##### Data extracts

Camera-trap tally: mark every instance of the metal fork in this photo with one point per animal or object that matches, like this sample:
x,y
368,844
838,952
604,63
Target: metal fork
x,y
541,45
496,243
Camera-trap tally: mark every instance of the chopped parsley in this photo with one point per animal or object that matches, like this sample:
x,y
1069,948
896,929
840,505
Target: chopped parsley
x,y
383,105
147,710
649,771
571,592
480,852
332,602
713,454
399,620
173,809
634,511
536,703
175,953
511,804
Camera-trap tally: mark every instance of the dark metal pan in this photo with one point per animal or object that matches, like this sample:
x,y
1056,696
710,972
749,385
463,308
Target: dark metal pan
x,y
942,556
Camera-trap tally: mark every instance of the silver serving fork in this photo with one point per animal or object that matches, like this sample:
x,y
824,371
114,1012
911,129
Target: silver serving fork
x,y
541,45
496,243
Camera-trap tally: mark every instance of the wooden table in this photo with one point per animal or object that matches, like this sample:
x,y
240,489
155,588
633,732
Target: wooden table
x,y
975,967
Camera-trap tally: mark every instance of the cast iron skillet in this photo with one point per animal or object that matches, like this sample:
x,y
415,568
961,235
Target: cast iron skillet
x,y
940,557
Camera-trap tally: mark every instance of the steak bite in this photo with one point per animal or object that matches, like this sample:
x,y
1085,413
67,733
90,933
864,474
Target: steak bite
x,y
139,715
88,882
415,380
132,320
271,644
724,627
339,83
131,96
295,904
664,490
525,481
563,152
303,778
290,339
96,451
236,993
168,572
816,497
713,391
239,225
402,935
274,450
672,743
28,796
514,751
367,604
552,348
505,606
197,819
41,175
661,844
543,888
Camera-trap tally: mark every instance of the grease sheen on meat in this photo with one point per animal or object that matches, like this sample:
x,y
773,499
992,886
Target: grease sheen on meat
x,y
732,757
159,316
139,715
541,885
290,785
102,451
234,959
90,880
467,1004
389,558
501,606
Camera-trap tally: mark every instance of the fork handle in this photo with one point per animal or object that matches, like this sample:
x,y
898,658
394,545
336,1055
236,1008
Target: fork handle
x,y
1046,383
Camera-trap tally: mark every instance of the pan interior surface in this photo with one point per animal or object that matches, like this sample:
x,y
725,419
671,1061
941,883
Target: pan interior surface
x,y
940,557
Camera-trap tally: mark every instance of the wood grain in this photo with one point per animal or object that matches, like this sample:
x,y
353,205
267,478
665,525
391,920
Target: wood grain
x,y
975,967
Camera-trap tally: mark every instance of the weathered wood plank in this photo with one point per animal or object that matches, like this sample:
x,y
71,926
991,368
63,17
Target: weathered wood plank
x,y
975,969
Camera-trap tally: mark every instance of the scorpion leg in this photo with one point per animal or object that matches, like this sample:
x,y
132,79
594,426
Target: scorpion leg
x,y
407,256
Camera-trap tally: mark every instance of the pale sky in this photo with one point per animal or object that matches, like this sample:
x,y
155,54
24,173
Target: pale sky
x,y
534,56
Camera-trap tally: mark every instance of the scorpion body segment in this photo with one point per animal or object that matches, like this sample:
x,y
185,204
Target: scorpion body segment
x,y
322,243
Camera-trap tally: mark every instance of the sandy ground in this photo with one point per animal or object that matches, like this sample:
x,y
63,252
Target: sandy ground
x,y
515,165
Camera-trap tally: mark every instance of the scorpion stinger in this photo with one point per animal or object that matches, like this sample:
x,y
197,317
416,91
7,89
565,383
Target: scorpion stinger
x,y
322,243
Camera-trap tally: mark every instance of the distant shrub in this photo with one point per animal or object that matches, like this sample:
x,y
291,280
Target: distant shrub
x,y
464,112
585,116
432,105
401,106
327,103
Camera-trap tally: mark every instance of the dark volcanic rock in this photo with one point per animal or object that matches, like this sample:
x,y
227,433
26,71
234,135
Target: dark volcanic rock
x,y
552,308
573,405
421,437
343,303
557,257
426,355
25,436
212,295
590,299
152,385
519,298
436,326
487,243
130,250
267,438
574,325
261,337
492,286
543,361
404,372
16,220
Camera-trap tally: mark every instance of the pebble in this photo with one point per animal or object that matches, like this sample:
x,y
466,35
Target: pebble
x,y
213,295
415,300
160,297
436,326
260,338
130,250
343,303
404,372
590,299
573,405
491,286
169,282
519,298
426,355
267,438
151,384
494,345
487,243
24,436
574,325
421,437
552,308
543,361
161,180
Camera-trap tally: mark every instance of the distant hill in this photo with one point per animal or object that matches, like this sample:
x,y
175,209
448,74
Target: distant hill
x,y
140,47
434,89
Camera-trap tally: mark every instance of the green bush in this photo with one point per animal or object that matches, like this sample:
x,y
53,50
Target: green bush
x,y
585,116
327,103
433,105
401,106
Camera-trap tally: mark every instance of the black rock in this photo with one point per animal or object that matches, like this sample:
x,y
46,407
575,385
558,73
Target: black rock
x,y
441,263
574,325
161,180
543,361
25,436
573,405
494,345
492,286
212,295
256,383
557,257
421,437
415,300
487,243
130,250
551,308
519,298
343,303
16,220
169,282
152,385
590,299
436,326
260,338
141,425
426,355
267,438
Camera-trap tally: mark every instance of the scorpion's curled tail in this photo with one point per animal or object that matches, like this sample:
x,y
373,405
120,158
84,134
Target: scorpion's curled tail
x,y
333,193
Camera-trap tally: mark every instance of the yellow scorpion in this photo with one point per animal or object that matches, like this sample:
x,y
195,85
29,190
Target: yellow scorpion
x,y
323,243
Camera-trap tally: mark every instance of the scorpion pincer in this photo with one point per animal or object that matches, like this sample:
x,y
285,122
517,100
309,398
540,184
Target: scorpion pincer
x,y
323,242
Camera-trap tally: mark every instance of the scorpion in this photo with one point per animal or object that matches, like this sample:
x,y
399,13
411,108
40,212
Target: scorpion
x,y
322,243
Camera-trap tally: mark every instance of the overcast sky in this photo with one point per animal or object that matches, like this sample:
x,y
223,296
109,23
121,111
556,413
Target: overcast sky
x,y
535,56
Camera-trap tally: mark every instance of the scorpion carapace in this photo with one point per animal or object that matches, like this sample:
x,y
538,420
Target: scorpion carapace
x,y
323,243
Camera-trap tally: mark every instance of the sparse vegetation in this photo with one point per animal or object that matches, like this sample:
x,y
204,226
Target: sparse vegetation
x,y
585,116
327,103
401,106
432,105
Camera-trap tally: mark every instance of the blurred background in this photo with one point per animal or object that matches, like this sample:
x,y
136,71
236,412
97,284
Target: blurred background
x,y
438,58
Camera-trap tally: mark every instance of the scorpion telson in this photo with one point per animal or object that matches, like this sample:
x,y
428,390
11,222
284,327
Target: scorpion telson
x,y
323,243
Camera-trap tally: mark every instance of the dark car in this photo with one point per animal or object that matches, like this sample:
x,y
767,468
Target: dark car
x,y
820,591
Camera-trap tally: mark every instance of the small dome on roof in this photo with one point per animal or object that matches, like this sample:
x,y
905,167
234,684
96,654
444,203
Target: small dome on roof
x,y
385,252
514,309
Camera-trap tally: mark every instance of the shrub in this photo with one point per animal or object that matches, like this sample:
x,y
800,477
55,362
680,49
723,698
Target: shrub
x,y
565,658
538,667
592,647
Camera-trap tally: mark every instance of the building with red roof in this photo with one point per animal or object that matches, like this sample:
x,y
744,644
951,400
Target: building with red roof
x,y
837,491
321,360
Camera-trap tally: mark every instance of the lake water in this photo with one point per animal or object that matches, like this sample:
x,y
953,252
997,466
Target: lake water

##########

**Exercise details**
Sift the material for lines with the string "lake". Copy each one found.

**Response to the exercise**
Camera-trap tally: mark every instance of the lake water in this photo with one point per animal or object that matches, like this sample:
Target: lake water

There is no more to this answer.